REQUIRED TASK
Rewrite these lines with "black piano key" changed to "dark piano key", leaving everything else as it is.

(Dataset rows on where objects appear)
-*-*-

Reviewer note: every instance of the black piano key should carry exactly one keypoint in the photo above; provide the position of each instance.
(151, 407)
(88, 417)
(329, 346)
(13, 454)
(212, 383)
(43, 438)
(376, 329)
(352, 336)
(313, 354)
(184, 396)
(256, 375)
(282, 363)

-*-*-

EXERCISE ANSWER
Reviewer note: every instance of the dark piano key should carry exactly one keypoint in the photo above; provide the position of each instance.
(151, 407)
(88, 417)
(329, 346)
(13, 454)
(212, 383)
(43, 438)
(376, 329)
(352, 336)
(313, 354)
(184, 396)
(256, 375)
(282, 363)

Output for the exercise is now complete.